*** Lesetext
25/09/2012

Volker Dienst war 1997 und 2000 als politischer Berater in den Bereichen Architektur, Stadtplanung und Stadtentwicklung in Wien tätig, ist Gründungsmitglied der IG-Architektur (2002) und Initiator der Plattform für Architekturpolitik und Baukultur (2002). Das Engagement der Plattform führte 2004 zur parlamentarischen Enquete zum Thema Architekturpolitik und Baukultur in Österreich und in Folge zum parlamentarischen Beschluss, alle fünf Jahre einen Baukulturreport im Auftrag der Republik herauszugeben. Derzeit ist Volker Dienst auch Mitglied des Baukulturbeirats des Landes Steiermark, dessen primäre Aufgabe in der Umsetzung und Weiterentwicklung der in den Baupolitischen Leitsätzen des Landes Steiermark formulierten Strategien und Ziele liegt.
******
*** Rohdaten
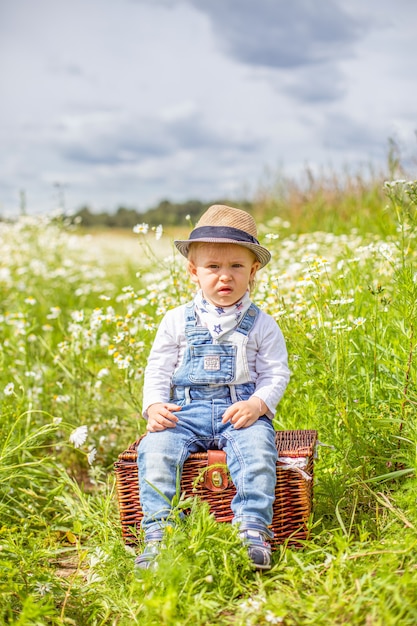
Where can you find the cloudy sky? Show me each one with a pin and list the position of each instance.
(110, 102)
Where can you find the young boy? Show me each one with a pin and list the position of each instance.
(215, 374)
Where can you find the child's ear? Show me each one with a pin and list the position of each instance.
(192, 270)
(255, 266)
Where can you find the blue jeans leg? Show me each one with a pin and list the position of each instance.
(252, 457)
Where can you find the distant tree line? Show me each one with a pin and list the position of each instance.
(166, 213)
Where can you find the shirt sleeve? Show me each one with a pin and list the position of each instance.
(163, 358)
(271, 363)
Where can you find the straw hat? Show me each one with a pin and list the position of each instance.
(224, 224)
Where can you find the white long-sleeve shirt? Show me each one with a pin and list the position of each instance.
(266, 354)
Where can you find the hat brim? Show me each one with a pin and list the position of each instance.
(262, 254)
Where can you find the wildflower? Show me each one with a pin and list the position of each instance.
(91, 456)
(158, 232)
(273, 619)
(141, 229)
(55, 311)
(359, 321)
(77, 316)
(42, 588)
(9, 389)
(79, 436)
(60, 399)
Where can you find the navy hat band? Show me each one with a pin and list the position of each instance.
(222, 232)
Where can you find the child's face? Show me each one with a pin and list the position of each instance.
(223, 271)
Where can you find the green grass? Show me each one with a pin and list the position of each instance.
(75, 333)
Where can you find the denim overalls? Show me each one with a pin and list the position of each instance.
(204, 386)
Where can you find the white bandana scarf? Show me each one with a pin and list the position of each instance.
(220, 320)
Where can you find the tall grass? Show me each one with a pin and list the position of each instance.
(76, 332)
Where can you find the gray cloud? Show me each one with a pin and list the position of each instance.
(114, 142)
(277, 34)
(341, 132)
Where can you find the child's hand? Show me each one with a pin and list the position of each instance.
(244, 413)
(160, 416)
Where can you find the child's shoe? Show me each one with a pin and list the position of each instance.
(259, 549)
(147, 560)
(153, 543)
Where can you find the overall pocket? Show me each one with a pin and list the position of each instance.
(213, 364)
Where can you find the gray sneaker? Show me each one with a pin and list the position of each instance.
(147, 560)
(259, 550)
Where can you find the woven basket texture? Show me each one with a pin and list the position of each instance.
(293, 493)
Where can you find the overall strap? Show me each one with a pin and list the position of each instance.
(248, 320)
(189, 315)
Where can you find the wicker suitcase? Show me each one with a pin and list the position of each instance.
(205, 475)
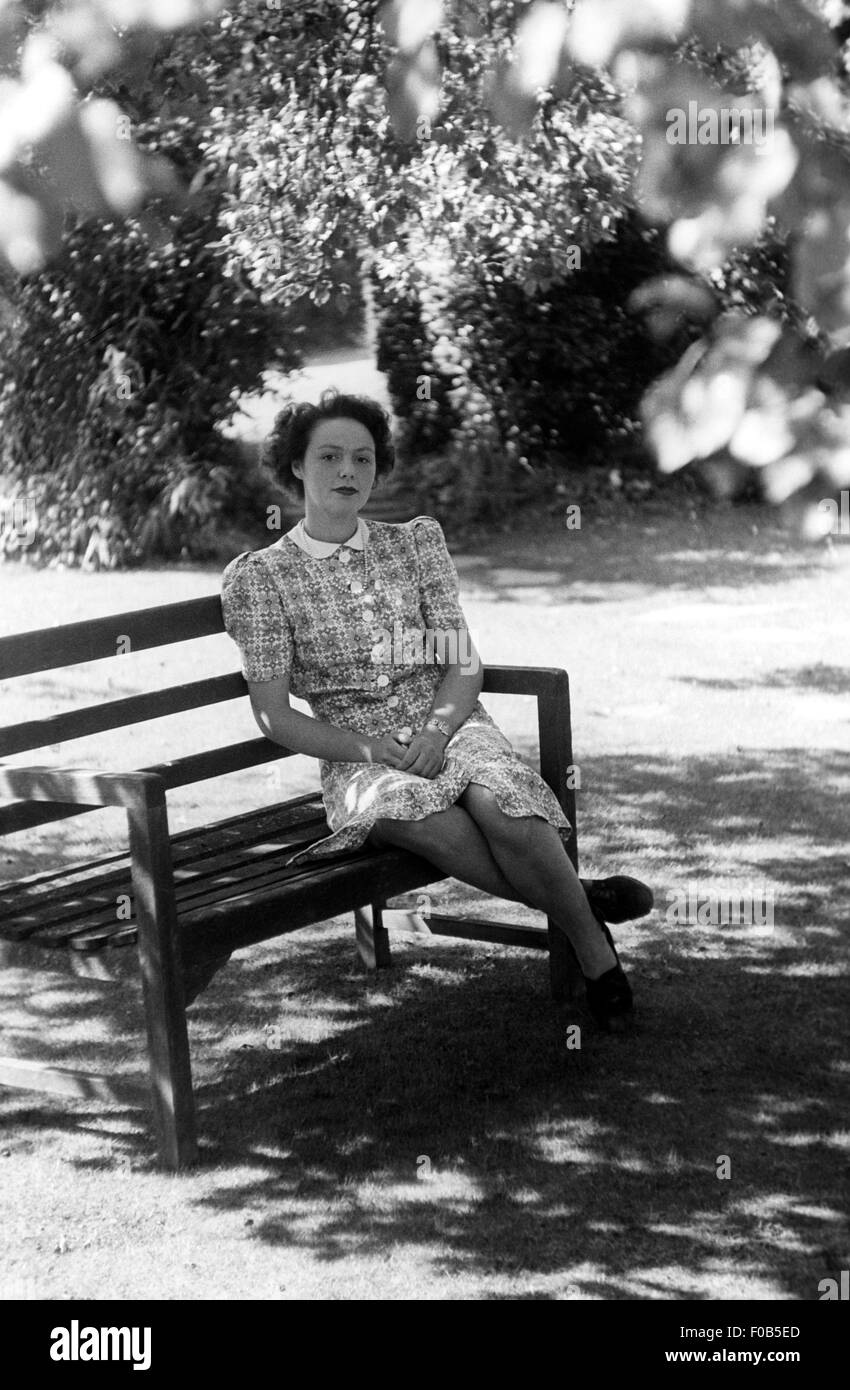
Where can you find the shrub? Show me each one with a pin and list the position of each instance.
(117, 369)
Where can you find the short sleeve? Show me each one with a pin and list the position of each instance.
(254, 617)
(439, 585)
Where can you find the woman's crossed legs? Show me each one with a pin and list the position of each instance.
(520, 858)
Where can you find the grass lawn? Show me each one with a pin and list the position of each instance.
(431, 1134)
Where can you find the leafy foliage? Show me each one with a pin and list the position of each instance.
(118, 364)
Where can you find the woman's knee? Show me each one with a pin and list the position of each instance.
(496, 824)
(417, 834)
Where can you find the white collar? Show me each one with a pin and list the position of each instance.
(321, 549)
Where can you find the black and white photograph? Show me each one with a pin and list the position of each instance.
(425, 669)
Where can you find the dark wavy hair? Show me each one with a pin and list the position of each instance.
(293, 427)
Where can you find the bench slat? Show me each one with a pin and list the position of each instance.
(120, 713)
(265, 816)
(181, 772)
(93, 640)
(86, 893)
(232, 876)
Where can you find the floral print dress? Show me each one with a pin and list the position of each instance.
(325, 623)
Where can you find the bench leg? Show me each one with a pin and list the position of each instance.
(163, 987)
(372, 937)
(564, 972)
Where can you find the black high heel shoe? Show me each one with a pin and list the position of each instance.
(618, 898)
(610, 997)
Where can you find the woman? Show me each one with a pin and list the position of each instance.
(346, 616)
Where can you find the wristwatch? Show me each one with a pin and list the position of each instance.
(440, 724)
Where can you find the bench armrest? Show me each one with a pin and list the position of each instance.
(84, 787)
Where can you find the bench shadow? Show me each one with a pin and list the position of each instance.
(439, 1109)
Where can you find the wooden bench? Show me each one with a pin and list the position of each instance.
(199, 895)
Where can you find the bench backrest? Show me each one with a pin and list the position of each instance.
(167, 624)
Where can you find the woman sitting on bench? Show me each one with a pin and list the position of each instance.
(350, 616)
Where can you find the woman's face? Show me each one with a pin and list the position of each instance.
(338, 467)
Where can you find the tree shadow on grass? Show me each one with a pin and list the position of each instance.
(829, 680)
(565, 1172)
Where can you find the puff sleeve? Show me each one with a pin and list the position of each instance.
(439, 584)
(254, 617)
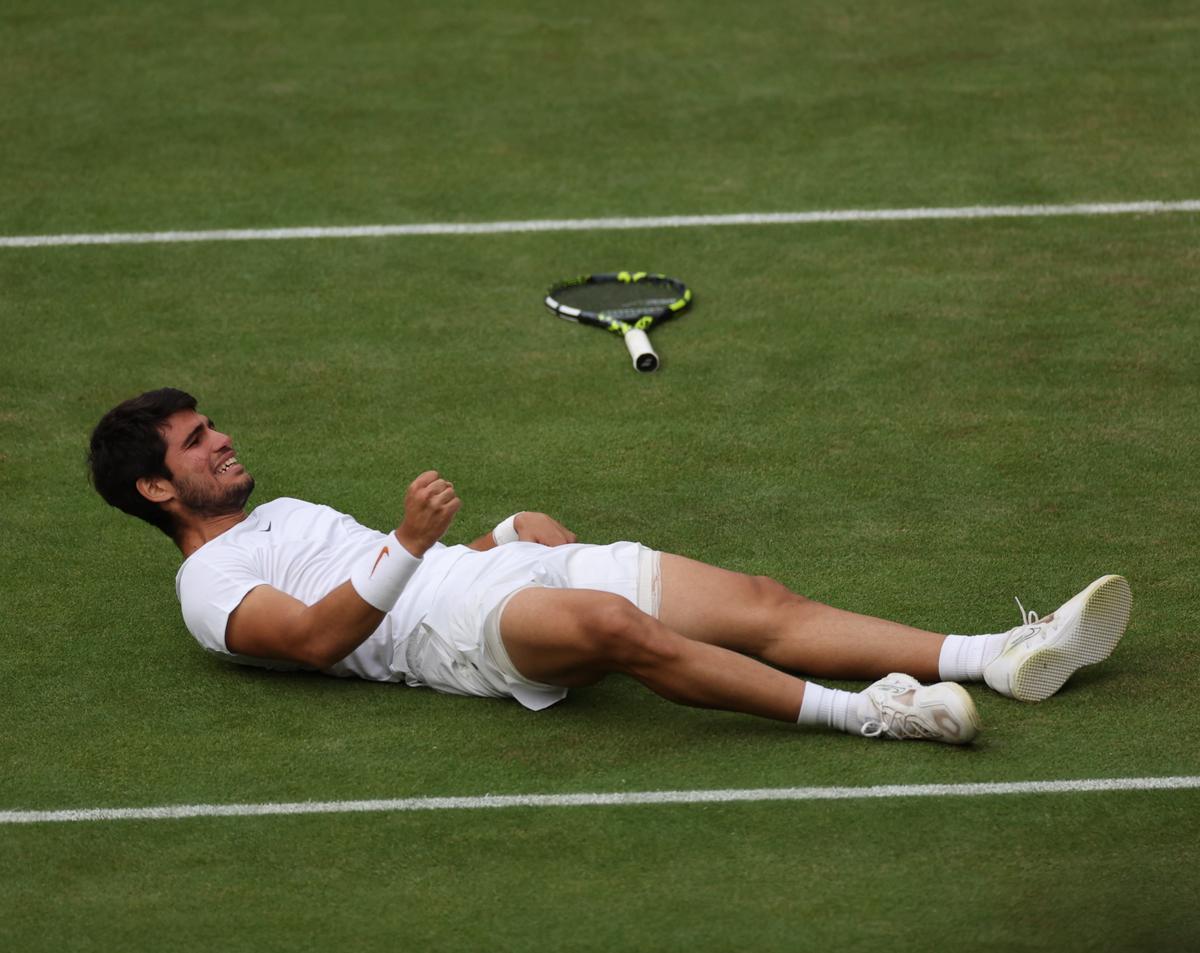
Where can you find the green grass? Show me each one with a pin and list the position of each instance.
(916, 420)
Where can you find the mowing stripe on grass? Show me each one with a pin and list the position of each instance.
(595, 225)
(175, 811)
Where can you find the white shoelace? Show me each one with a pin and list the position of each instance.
(1027, 617)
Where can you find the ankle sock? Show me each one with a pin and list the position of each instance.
(831, 707)
(965, 657)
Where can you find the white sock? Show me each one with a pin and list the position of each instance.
(965, 657)
(831, 707)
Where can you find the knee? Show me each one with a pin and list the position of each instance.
(625, 637)
(771, 597)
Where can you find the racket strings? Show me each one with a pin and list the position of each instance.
(618, 300)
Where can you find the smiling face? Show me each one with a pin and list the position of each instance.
(207, 478)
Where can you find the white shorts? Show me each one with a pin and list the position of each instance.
(457, 646)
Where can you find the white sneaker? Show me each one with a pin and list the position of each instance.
(900, 707)
(1042, 654)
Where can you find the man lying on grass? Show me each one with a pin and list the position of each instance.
(527, 612)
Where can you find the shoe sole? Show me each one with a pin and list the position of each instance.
(1102, 622)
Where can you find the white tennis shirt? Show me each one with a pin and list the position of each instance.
(305, 550)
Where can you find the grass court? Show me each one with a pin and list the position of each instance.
(913, 419)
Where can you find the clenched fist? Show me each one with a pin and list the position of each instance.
(430, 505)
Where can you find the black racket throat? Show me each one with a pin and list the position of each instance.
(625, 303)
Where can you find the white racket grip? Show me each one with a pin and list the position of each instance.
(639, 343)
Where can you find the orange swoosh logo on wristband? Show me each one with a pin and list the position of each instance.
(382, 553)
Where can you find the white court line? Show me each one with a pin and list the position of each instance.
(175, 811)
(594, 225)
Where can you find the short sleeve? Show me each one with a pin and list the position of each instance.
(209, 591)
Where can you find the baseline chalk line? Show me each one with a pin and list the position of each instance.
(177, 811)
(594, 225)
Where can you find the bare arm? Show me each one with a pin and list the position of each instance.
(532, 527)
(273, 624)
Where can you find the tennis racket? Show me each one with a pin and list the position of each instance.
(625, 303)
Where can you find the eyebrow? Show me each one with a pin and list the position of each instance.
(196, 431)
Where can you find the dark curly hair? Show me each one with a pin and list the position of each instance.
(127, 444)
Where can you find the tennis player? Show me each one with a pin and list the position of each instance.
(528, 612)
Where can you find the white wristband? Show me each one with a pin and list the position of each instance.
(507, 531)
(381, 576)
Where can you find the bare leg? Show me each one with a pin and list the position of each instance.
(577, 636)
(761, 617)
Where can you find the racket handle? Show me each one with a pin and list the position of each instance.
(639, 343)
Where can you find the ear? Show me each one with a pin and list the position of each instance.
(156, 489)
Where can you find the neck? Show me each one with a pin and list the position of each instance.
(201, 529)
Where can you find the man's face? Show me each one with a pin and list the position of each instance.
(205, 473)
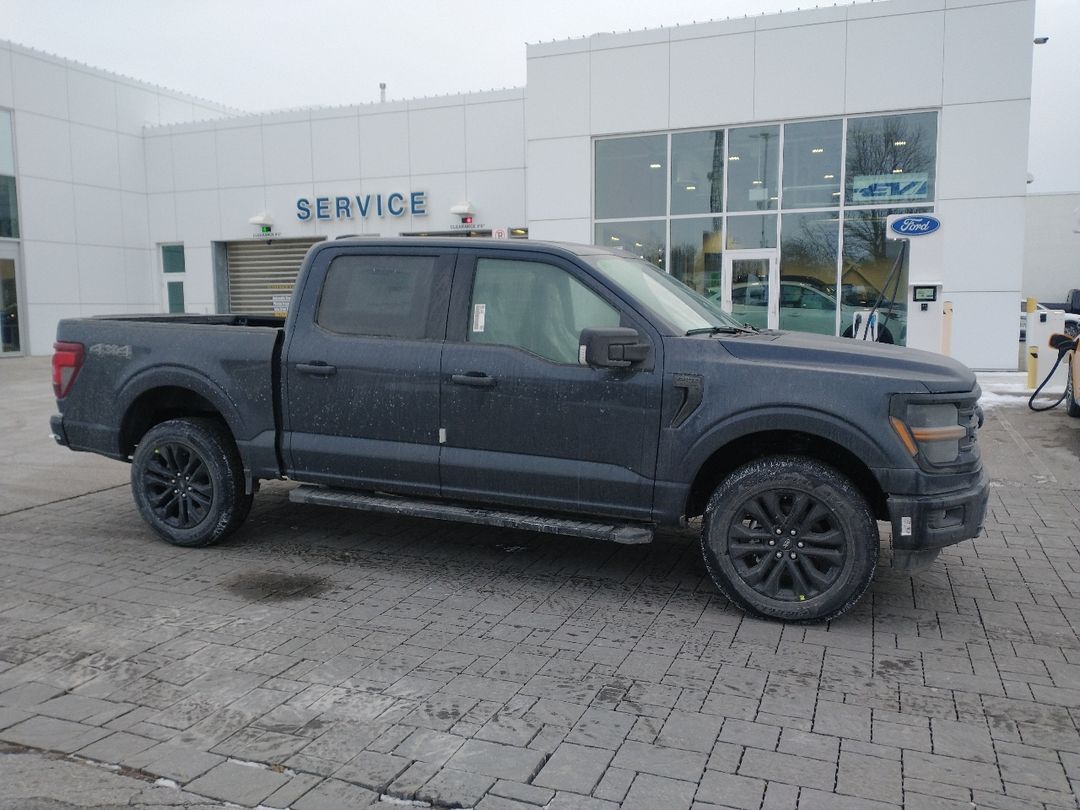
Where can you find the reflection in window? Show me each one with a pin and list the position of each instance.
(9, 308)
(812, 164)
(536, 307)
(644, 239)
(378, 296)
(753, 160)
(697, 253)
(698, 172)
(9, 208)
(631, 177)
(752, 232)
(891, 159)
(808, 262)
(868, 260)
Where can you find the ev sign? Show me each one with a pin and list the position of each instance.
(915, 225)
(874, 188)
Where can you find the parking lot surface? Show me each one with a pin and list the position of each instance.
(328, 659)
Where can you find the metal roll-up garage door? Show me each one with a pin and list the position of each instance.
(261, 274)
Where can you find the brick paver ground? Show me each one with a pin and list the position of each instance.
(323, 659)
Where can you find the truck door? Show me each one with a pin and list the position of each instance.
(362, 366)
(525, 423)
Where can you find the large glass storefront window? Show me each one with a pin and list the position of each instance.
(644, 239)
(808, 271)
(753, 169)
(752, 232)
(631, 177)
(698, 172)
(10, 334)
(818, 190)
(891, 159)
(869, 275)
(697, 253)
(812, 164)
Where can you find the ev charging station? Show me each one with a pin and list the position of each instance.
(927, 324)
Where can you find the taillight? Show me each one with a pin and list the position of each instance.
(67, 361)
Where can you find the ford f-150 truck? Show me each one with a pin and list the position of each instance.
(557, 388)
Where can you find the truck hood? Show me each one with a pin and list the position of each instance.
(935, 372)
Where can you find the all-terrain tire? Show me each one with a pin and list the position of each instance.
(1070, 395)
(788, 537)
(188, 482)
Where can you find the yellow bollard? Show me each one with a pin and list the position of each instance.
(1031, 349)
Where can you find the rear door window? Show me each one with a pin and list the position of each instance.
(378, 296)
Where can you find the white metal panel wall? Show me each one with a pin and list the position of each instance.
(261, 274)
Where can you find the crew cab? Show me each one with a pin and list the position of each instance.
(558, 388)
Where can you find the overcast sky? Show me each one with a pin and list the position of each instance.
(274, 54)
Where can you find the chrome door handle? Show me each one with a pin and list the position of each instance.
(475, 379)
(316, 368)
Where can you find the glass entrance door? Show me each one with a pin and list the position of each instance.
(10, 339)
(752, 287)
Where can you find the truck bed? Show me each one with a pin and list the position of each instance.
(230, 361)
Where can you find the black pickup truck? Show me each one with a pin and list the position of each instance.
(557, 388)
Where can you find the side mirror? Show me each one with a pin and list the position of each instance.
(1062, 342)
(611, 348)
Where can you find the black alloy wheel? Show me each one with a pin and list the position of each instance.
(178, 486)
(791, 538)
(786, 544)
(188, 482)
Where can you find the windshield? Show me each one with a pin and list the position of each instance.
(670, 298)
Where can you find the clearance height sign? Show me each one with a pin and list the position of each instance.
(362, 206)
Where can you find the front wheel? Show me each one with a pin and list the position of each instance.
(188, 482)
(1071, 404)
(790, 538)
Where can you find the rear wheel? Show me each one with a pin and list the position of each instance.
(790, 538)
(188, 482)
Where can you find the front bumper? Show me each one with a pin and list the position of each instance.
(926, 522)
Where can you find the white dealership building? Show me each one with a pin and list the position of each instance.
(747, 157)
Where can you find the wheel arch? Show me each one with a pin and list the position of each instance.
(170, 393)
(821, 439)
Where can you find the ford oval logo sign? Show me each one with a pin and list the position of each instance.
(916, 225)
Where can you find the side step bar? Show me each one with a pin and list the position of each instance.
(632, 534)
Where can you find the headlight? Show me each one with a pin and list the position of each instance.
(932, 429)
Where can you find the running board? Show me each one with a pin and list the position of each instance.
(619, 532)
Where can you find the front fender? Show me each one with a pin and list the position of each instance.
(806, 420)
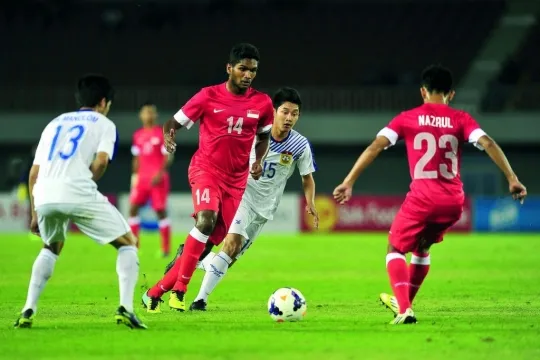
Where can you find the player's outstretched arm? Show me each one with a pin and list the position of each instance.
(343, 192)
(517, 189)
(99, 165)
(261, 149)
(169, 132)
(308, 183)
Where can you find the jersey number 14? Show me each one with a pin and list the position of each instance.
(235, 126)
(431, 146)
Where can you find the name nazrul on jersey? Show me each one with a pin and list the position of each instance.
(435, 121)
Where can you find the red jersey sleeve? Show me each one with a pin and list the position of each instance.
(135, 150)
(394, 130)
(267, 119)
(471, 131)
(192, 110)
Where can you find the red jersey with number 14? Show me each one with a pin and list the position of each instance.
(433, 134)
(228, 125)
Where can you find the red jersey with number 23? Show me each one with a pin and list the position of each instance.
(433, 134)
(228, 126)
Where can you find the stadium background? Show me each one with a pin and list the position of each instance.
(356, 64)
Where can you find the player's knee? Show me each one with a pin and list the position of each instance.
(161, 214)
(207, 249)
(206, 221)
(133, 210)
(125, 240)
(55, 247)
(232, 245)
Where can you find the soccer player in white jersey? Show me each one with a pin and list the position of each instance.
(73, 153)
(288, 150)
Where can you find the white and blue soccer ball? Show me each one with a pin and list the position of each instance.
(287, 304)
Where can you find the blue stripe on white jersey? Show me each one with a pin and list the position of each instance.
(293, 143)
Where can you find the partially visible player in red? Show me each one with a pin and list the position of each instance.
(150, 180)
(231, 115)
(433, 134)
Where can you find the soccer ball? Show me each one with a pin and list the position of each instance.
******
§ **Aufgabe**
Beantworte anhand des Lesetextes über Volker Dienst:
(a) In welchem Jahr wurde die IG-Architektur gegründet?
(b) Wozu führte das Engagement der Plattform für Architekturpolitik und Baukultur im Jahr 2004?
(c) In welchem Abstand soll laut parlamentarischem Beschluss ein Baukulturreport erscheinen?

§ **Lösung**
(a) 2002
(b) Zur parlamentarischen Enquete zum Thema Architekturpolitik und Baukultur in Österreich
(c) Alle fünf Jahre